- _Requirements_: Rewrite the rows starting at the line containing "of the dirt" and ending with the line containing "x=184, y=249", changing "shelf-audit tool" to "inventory tool" everywhere and keeping everything else the same.
╭──
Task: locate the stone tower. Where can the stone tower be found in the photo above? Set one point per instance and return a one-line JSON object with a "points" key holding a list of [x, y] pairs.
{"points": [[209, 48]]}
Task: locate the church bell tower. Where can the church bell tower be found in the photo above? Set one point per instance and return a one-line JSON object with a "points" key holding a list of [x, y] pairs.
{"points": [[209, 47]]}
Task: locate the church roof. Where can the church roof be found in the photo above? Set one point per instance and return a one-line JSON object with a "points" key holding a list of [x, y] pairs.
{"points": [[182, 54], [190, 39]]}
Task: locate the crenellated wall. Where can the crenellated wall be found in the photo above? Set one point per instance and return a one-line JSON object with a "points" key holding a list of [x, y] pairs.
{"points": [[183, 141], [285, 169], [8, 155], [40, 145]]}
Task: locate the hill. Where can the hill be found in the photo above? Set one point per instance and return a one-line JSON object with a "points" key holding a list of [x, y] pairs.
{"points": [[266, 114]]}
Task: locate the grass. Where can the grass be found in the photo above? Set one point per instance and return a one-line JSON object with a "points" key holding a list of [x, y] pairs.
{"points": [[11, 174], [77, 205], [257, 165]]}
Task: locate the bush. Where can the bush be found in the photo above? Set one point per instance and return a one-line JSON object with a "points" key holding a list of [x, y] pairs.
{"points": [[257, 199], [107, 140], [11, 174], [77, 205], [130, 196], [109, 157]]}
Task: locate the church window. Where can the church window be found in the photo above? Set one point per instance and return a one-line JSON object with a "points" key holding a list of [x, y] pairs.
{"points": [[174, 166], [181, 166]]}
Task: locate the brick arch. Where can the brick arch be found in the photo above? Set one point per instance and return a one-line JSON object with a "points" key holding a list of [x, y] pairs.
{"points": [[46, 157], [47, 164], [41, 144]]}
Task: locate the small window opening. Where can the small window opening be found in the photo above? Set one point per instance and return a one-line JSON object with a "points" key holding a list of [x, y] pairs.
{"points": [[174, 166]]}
╰──
╭──
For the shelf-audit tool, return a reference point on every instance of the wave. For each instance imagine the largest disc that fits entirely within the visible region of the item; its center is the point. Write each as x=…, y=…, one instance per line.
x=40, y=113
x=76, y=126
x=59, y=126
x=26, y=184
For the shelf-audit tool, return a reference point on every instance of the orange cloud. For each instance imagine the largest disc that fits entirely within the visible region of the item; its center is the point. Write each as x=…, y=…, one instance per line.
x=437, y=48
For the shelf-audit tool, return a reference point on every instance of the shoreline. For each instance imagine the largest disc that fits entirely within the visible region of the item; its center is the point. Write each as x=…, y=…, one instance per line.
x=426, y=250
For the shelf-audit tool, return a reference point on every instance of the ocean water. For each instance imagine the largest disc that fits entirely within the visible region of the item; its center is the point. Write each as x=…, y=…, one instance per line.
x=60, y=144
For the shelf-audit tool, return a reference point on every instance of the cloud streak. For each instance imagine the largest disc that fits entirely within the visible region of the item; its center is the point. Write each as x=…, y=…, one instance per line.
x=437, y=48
╰──
╭──
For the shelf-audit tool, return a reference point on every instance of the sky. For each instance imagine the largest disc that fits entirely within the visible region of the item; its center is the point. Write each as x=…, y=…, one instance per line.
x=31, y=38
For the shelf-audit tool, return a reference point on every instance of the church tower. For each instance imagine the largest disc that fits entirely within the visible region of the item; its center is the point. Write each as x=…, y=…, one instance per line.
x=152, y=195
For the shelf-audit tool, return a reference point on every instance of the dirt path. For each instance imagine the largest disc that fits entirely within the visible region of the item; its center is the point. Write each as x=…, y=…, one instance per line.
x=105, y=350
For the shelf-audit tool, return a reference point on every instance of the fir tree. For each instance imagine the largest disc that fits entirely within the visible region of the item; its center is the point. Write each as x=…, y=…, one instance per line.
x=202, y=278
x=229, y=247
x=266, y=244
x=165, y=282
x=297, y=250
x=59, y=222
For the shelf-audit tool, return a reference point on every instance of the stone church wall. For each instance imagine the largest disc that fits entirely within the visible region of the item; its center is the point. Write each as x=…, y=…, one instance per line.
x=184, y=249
╰──
- _Output of the exercise_:
For the inventory tool, return a reference point on every instance of the dirt path. For each instance imagine the largest disc that fits entirely within the visible region of the item; its center is the point. Write each as x=…, y=…, one instance per line.
x=105, y=350
For the inventory tool, return a reference point on every instance of the fir tree. For each instance imagine the largest disc that fits entirely within the visible region of the item; its center is the point. Write each as x=…, y=…, one instance per line.
x=202, y=278
x=229, y=247
x=266, y=244
x=165, y=282
x=297, y=250
x=59, y=222
For the inventory tool, return a reference point on every instance of the stone church wall. For each instance imagine the largest disc that fits entirely within the visible region of the item; its center is the point. Write each as x=…, y=…, one instance per line.
x=184, y=249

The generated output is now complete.